Start

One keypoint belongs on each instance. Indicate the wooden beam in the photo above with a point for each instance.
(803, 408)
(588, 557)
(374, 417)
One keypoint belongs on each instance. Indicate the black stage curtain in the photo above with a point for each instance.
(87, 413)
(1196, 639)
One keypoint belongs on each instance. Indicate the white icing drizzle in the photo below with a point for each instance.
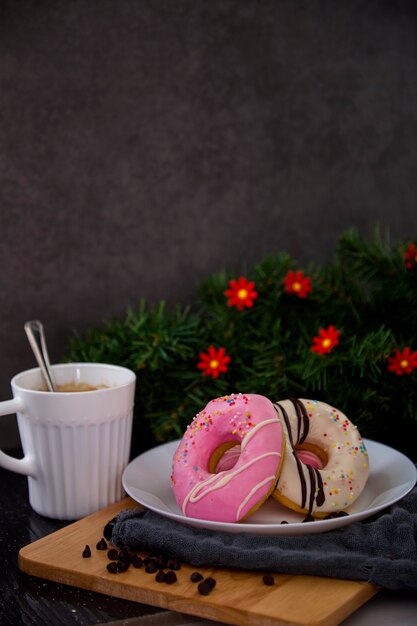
(254, 430)
(252, 492)
(223, 478)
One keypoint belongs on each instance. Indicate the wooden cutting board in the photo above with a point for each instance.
(240, 597)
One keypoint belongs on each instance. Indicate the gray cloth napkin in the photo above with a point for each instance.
(382, 550)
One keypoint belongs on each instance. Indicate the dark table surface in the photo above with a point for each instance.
(31, 601)
(34, 601)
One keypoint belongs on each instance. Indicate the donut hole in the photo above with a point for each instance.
(309, 454)
(224, 457)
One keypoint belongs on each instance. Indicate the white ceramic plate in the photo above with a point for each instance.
(392, 475)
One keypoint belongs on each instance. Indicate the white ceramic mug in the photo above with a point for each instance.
(75, 444)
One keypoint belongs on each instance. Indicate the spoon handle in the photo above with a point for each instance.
(36, 336)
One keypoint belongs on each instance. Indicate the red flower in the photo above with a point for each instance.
(326, 340)
(298, 284)
(241, 293)
(402, 362)
(410, 256)
(213, 362)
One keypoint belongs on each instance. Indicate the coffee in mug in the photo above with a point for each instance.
(76, 441)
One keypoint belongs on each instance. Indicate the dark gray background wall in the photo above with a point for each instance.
(147, 143)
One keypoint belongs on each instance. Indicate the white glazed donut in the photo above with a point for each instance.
(319, 429)
(232, 494)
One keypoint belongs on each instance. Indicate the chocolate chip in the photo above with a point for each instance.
(268, 579)
(203, 588)
(160, 577)
(125, 555)
(151, 568)
(122, 566)
(137, 561)
(211, 582)
(102, 545)
(86, 552)
(170, 577)
(113, 554)
(112, 567)
(108, 529)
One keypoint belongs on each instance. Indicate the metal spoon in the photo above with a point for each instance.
(36, 336)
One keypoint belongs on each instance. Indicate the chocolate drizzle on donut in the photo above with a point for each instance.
(303, 423)
(316, 490)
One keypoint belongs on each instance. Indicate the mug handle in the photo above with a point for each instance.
(26, 465)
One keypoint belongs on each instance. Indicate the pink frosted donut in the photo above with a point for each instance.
(232, 494)
(337, 477)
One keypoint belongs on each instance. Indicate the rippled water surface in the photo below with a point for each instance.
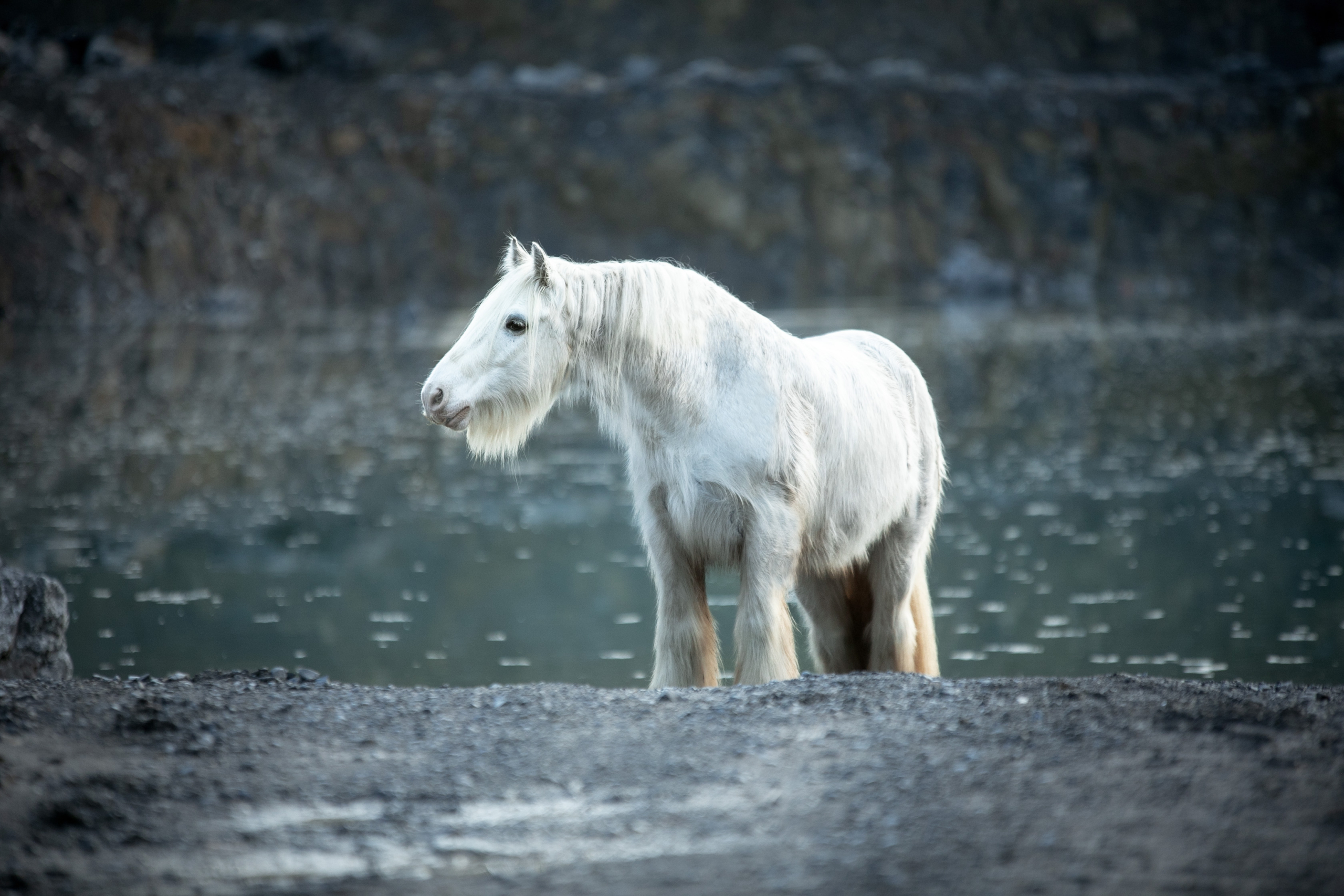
(1141, 498)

End

PROBLEM REQUIREMENTS:
Please lay out the part of the material that opens with the line containing "One keypoint belongs on each instance. Indicate the rippled" and runs through the end of the material as a JSON list of strings, one string per line, skipping blank lines. Leave the pictures out of the answer.

FINAL RESULT:
[
  "One keypoint belongs on each instance. Indicate the rippled water surface in the photo below with a point for each instance.",
  "(1141, 498)"
]